Point-per-instance localization data:
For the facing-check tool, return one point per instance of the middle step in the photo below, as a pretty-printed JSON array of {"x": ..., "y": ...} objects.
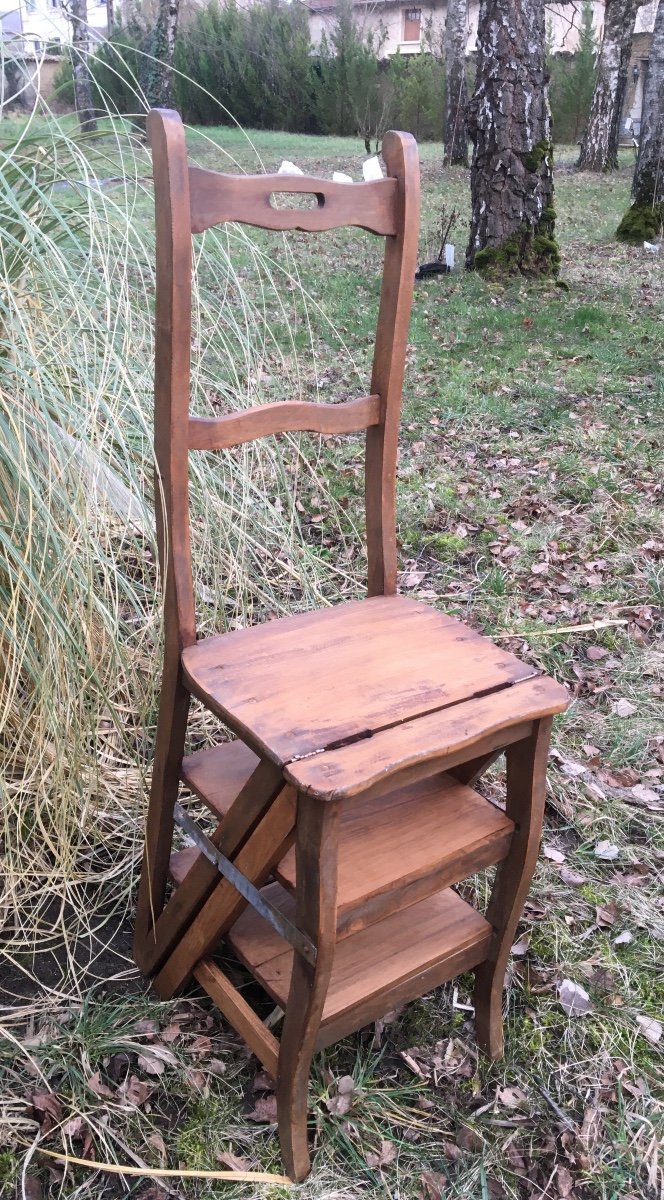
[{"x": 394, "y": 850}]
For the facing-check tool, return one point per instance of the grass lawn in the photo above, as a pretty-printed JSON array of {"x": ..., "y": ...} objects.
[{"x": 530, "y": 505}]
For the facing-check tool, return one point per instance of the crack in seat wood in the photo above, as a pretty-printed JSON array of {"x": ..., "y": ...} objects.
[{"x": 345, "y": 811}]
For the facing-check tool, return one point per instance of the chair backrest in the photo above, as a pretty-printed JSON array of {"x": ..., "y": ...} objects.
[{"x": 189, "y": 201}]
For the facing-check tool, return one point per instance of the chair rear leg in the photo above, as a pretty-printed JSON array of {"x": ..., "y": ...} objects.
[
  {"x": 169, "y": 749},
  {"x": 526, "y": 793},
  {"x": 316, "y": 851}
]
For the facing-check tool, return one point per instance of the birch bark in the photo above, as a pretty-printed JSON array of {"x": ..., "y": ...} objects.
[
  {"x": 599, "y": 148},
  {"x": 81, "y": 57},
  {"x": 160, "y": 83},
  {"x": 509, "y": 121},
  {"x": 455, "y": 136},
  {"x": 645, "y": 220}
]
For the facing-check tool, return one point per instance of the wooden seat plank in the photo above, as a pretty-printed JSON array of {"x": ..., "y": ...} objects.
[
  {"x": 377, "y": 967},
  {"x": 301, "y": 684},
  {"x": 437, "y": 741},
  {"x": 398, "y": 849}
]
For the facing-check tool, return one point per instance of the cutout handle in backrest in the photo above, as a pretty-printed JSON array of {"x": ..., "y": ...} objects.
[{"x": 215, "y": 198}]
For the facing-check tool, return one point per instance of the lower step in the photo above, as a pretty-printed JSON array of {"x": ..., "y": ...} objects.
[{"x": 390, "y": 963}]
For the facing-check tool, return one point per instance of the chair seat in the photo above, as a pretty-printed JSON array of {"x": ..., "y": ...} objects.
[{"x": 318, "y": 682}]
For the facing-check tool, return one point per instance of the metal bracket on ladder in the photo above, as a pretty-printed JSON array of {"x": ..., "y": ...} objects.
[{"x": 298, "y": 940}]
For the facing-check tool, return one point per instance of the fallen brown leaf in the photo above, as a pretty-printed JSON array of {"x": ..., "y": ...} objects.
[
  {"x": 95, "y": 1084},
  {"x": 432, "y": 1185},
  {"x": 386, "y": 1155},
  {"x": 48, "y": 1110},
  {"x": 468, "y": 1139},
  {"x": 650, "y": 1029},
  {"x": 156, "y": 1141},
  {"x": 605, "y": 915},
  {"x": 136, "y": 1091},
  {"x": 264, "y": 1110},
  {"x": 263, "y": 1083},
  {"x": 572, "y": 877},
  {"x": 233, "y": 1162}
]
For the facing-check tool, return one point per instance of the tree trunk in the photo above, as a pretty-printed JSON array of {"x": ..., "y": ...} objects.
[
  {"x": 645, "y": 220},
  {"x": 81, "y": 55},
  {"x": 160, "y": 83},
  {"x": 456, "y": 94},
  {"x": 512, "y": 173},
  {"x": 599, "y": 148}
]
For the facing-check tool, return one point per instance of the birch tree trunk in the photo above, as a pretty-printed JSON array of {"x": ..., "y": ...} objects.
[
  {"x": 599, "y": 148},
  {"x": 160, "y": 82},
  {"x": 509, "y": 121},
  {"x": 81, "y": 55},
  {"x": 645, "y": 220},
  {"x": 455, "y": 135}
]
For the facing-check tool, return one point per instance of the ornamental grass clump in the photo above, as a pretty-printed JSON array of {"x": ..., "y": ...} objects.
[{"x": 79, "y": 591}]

→ Instructions to follow: The entries are to be restated word for word, with pictures omitted.

→ Problem solution:
For the facing-check tool, return one point per instance of the middle step in the photo below, as a pretty-printed JSON array of {"x": ..., "y": ...} objects.
[{"x": 394, "y": 850}]
For the facing-check tool, return one point per instance of the grass lawn in the photo above, as a pretty-printed JSON array of {"x": ..., "y": ...} objects.
[{"x": 530, "y": 505}]
For the facing-check tool, return one point per instance of the crack in seat wood in the photo above, as a pretty-printed JSON array of {"x": ..., "y": ...} objects.
[{"x": 345, "y": 811}]
For the facing-check tool, return one point per instance of the chair backrest in the photo above, as a pretty-printed JSON array of {"x": ..., "y": ...} objects.
[{"x": 189, "y": 201}]
For the facing-check tool, return one point per instance of the chair rear leg in the photo above, as a pretty-printed JSON array of {"x": ..., "y": ...} objects.
[
  {"x": 169, "y": 749},
  {"x": 526, "y": 793},
  {"x": 316, "y": 851}
]
For the facing-check tool, return one point per instance of the birch bark in the photo above, as a pretty-printed JSON array of {"x": ..., "y": ...} objects.
[
  {"x": 599, "y": 148},
  {"x": 81, "y": 57},
  {"x": 160, "y": 83},
  {"x": 509, "y": 121},
  {"x": 455, "y": 136},
  {"x": 645, "y": 220}
]
For the facing-check tool, return one point per instance of the wooden seat plank in the photo above, as a pretty-printed JSON array of {"x": ..., "y": ...} objects.
[
  {"x": 377, "y": 967},
  {"x": 301, "y": 684},
  {"x": 437, "y": 741},
  {"x": 398, "y": 849}
]
For the facing-check tool, return one point per instance of the cutout handle in backrest in the photo above, as a pretty-printed JSON array of {"x": ..., "y": ...} objects.
[{"x": 215, "y": 198}]
For the facing-check tool, return one point per instance of the lower step in the photo above, as a pretty-printed JSON array of {"x": ..., "y": ...} objects.
[{"x": 390, "y": 963}]
For the facing-check tool, return one point per instance of the chair seat in the photo above, as a pretty-printed JSON array of {"x": ..., "y": ...} objects.
[{"x": 318, "y": 682}]
For the facing-check tool, return one point per instance of the metal bracket on ladder in the photo above, as a pretty-printed JSON array of {"x": ..., "y": ...} objects.
[{"x": 298, "y": 940}]
For the facing-check tool, return one point per instance of the fallen brown leaf in the photo above, as a pretty-printed JSON array of {"x": ..., "y": ...} objects.
[
  {"x": 95, "y": 1084},
  {"x": 432, "y": 1185},
  {"x": 386, "y": 1155},
  {"x": 48, "y": 1110},
  {"x": 468, "y": 1139},
  {"x": 650, "y": 1029},
  {"x": 156, "y": 1141},
  {"x": 605, "y": 915},
  {"x": 136, "y": 1091},
  {"x": 264, "y": 1110},
  {"x": 263, "y": 1083},
  {"x": 572, "y": 877},
  {"x": 233, "y": 1162}
]
For the facing-check tool, return one point per instance of the tree trunk in the photo above, as a pretty-printed JSON array of {"x": ..., "y": ...} objects.
[
  {"x": 645, "y": 220},
  {"x": 81, "y": 55},
  {"x": 160, "y": 83},
  {"x": 456, "y": 94},
  {"x": 512, "y": 173},
  {"x": 599, "y": 148}
]
For the facing-check tool, return one point per instance of the birch tree trunk in the photo above, as a pretty-printed JSON array of {"x": ..., "y": ...} objects.
[
  {"x": 599, "y": 148},
  {"x": 160, "y": 82},
  {"x": 509, "y": 121},
  {"x": 81, "y": 55},
  {"x": 645, "y": 220},
  {"x": 455, "y": 135}
]
For the facing-check tool, return one point per instance of the ornamental grass clump in the photo above, as a pretty-printed JSON array of {"x": ..., "y": ...} objects.
[{"x": 79, "y": 591}]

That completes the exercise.